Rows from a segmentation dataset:
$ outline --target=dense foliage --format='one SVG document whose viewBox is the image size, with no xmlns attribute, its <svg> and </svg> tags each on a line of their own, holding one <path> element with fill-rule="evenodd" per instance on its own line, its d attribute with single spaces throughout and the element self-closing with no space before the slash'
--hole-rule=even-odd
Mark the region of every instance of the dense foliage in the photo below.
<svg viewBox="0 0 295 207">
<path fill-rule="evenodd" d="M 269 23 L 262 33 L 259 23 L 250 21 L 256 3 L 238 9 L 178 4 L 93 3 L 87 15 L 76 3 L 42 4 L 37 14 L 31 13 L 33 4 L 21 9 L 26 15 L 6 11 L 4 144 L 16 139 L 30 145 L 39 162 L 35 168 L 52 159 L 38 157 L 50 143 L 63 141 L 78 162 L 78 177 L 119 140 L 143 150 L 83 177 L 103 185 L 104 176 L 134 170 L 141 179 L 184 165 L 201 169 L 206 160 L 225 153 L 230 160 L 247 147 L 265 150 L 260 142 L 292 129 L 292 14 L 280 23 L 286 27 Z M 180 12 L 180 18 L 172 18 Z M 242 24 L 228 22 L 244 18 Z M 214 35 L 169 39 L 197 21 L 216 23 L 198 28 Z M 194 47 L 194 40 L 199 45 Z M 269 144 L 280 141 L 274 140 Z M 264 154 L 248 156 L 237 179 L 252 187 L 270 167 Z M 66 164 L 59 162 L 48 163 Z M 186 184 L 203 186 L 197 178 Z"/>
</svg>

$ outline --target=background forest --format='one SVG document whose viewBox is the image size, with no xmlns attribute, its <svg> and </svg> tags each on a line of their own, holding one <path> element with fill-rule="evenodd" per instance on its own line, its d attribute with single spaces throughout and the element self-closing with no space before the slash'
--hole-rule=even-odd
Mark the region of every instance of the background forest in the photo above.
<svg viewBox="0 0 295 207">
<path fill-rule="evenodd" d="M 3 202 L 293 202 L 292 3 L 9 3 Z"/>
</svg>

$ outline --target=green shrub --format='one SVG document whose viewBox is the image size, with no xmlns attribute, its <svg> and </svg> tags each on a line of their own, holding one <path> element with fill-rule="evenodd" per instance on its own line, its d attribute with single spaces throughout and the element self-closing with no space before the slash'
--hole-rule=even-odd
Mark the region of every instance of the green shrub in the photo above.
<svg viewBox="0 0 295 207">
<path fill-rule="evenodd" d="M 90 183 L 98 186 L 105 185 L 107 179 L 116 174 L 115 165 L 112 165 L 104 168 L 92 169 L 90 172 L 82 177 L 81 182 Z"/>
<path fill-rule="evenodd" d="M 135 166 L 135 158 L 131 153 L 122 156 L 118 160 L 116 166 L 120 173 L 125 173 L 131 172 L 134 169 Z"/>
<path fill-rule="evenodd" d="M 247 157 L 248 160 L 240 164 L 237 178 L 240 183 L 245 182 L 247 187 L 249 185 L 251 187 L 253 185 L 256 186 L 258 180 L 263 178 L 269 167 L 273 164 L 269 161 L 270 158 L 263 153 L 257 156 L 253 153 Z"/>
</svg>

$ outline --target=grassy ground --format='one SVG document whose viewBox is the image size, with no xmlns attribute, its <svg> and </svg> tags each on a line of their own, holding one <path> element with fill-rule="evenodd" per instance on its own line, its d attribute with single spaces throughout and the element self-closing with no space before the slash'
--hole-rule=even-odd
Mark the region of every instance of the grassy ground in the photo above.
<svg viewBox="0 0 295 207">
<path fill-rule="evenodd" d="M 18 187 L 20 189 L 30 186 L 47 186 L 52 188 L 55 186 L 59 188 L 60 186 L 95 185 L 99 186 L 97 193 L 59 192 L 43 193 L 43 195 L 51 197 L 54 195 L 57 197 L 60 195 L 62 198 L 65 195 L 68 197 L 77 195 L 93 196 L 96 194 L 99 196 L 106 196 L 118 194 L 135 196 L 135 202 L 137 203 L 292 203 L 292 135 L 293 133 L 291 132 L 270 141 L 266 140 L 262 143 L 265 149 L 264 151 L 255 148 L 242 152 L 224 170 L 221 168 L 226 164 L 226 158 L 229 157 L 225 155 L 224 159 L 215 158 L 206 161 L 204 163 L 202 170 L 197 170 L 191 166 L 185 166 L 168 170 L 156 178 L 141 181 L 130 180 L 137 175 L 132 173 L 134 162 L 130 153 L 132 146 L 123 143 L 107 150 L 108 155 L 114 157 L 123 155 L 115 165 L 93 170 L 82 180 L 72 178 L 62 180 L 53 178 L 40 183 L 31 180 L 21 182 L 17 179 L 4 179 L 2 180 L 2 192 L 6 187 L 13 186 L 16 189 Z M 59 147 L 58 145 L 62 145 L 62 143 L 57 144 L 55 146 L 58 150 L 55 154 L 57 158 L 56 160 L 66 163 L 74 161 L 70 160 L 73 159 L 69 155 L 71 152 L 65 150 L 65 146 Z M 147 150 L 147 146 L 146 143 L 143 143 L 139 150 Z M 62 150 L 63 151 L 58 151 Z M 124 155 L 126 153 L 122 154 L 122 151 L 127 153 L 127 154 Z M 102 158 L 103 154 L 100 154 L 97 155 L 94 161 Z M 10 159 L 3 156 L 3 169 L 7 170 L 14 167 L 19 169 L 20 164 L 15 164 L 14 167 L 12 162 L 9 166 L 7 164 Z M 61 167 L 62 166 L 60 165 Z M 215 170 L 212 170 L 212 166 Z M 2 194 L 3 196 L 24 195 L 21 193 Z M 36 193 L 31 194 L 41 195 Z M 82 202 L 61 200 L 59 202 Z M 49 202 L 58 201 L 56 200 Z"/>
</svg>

## Task
Copy these items word for word.

## Completed exercise
$ outline --target=dense foliage --format='one SVG document whose viewBox is the image size, with no xmlns attribute, its <svg> and </svg> tags each on a line of their own, holding one <path> element with fill-rule="evenodd" per instance on its own line, its d attribute with single spaces throughout and the element self-closing with no space before the slash'
--hole-rule=even-odd
Mark the region of every instance of the dense foliage in the photo below.
<svg viewBox="0 0 295 207">
<path fill-rule="evenodd" d="M 269 23 L 262 33 L 259 23 L 250 21 L 256 3 L 238 9 L 178 4 L 93 3 L 87 15 L 76 3 L 42 4 L 37 14 L 31 13 L 33 4 L 21 9 L 26 15 L 6 11 L 4 144 L 16 139 L 30 145 L 39 162 L 35 168 L 52 159 L 38 157 L 50 143 L 63 141 L 78 162 L 78 177 L 119 140 L 143 150 L 83 177 L 103 185 L 104 176 L 134 170 L 141 179 L 184 165 L 201 169 L 206 160 L 225 153 L 230 160 L 247 147 L 265 150 L 260 142 L 292 129 L 292 14 L 280 23 L 286 27 Z M 180 12 L 180 18 L 172 18 Z M 242 24 L 228 22 L 244 18 Z M 214 35 L 169 39 L 197 21 L 216 23 L 198 28 Z M 194 47 L 194 40 L 199 45 Z M 269 144 L 280 141 L 274 140 Z M 264 154 L 248 156 L 237 179 L 252 187 L 270 167 Z M 66 164 L 59 162 L 48 163 Z M 186 184 L 203 186 L 197 178 Z"/>
</svg>

$ outline --target=background forest --format='one SVG document whose viewBox is the image size, with no xmlns attribute, its <svg> and </svg> tags each on a line of their own, holding one <path> element with fill-rule="evenodd" per instance on its own line, its d attribute with single spaces throughout and the element self-closing with no space before the slash'
--hole-rule=even-odd
Mark the region of every instance of the background forest in the photo above.
<svg viewBox="0 0 295 207">
<path fill-rule="evenodd" d="M 3 202 L 293 202 L 292 3 L 9 3 Z"/>
</svg>

$ outline --target=green shrub --format='one SVG document whose viewBox is the image size, with no xmlns attribute, its <svg> and </svg> tags each on a line of their own, holding one <path> element with fill-rule="evenodd" per instance on its own line, its d attribute with single spaces throughout and the element self-closing with no space before the slash'
--hole-rule=even-odd
Mark the region of every instance of the green shrub in the photo above.
<svg viewBox="0 0 295 207">
<path fill-rule="evenodd" d="M 90 183 L 98 186 L 105 185 L 107 179 L 116 174 L 115 165 L 112 165 L 104 168 L 92 169 L 90 172 L 82 177 L 81 182 Z"/>
<path fill-rule="evenodd" d="M 135 166 L 135 158 L 131 153 L 122 156 L 118 160 L 116 166 L 120 173 L 125 173 L 131 172 L 134 169 Z"/>
<path fill-rule="evenodd" d="M 247 157 L 248 160 L 240 164 L 237 178 L 240 183 L 245 182 L 247 187 L 249 185 L 251 187 L 253 185 L 256 186 L 258 180 L 263 178 L 269 167 L 273 164 L 269 161 L 270 158 L 263 153 L 257 156 L 253 153 Z"/>
</svg>

$ outline --target=grassy ground --format='one SVG document whose viewBox is the image size, with no xmlns attribute, its <svg> and </svg> tags each on a line of their own, holding one <path> element with fill-rule="evenodd" per instance on its own line, its d attribute with single spaces throughout and the element self-closing with no space before the slash'
--hole-rule=even-odd
Mark the region of every instance of the grassy ground in the photo above.
<svg viewBox="0 0 295 207">
<path fill-rule="evenodd" d="M 18 187 L 20 189 L 30 186 L 47 186 L 52 188 L 55 186 L 59 188 L 60 186 L 95 185 L 99 186 L 97 193 L 59 192 L 43 193 L 43 195 L 51 197 L 54 195 L 57 197 L 60 195 L 62 198 L 65 195 L 68 197 L 77 195 L 93 196 L 96 194 L 99 196 L 106 196 L 118 194 L 135 196 L 135 202 L 137 203 L 292 203 L 292 135 L 293 133 L 291 132 L 270 141 L 266 140 L 262 143 L 265 149 L 264 151 L 255 148 L 242 152 L 224 170 L 221 168 L 226 164 L 226 158 L 229 157 L 225 155 L 224 159 L 215 158 L 206 161 L 204 163 L 202 170 L 197 170 L 191 166 L 185 166 L 168 170 L 156 178 L 141 181 L 130 180 L 137 175 L 132 173 L 134 162 L 130 153 L 132 146 L 123 143 L 107 150 L 108 155 L 114 157 L 123 155 L 115 165 L 93 170 L 82 180 L 72 178 L 62 180 L 53 178 L 40 183 L 31 180 L 21 182 L 17 179 L 4 179 L 2 180 L 2 192 L 6 187 L 13 186 L 16 189 Z M 59 147 L 58 145 L 62 145 L 62 143 L 57 144 L 55 146 L 58 150 L 55 154 L 57 158 L 56 160 L 66 163 L 74 161 L 70 160 L 73 159 L 69 155 L 71 152 L 65 150 L 65 146 Z M 147 150 L 147 146 L 146 143 L 143 143 L 139 150 Z M 62 150 L 63 151 L 58 151 Z M 124 155 L 126 153 L 122 154 L 122 151 L 127 153 L 127 154 Z M 102 158 L 103 154 L 100 154 L 97 155 L 94 161 Z M 10 159 L 3 156 L 3 169 L 7 170 L 14 167 L 19 169 L 20 164 L 15 164 L 14 167 L 12 162 L 9 166 L 7 164 Z M 61 167 L 62 166 L 60 165 Z M 215 170 L 212 170 L 212 166 Z M 2 194 L 3 196 L 24 195 L 21 193 Z M 36 193 L 31 194 L 41 195 Z M 82 202 L 61 200 L 59 202 Z M 49 202 L 58 201 L 56 200 Z"/>
</svg>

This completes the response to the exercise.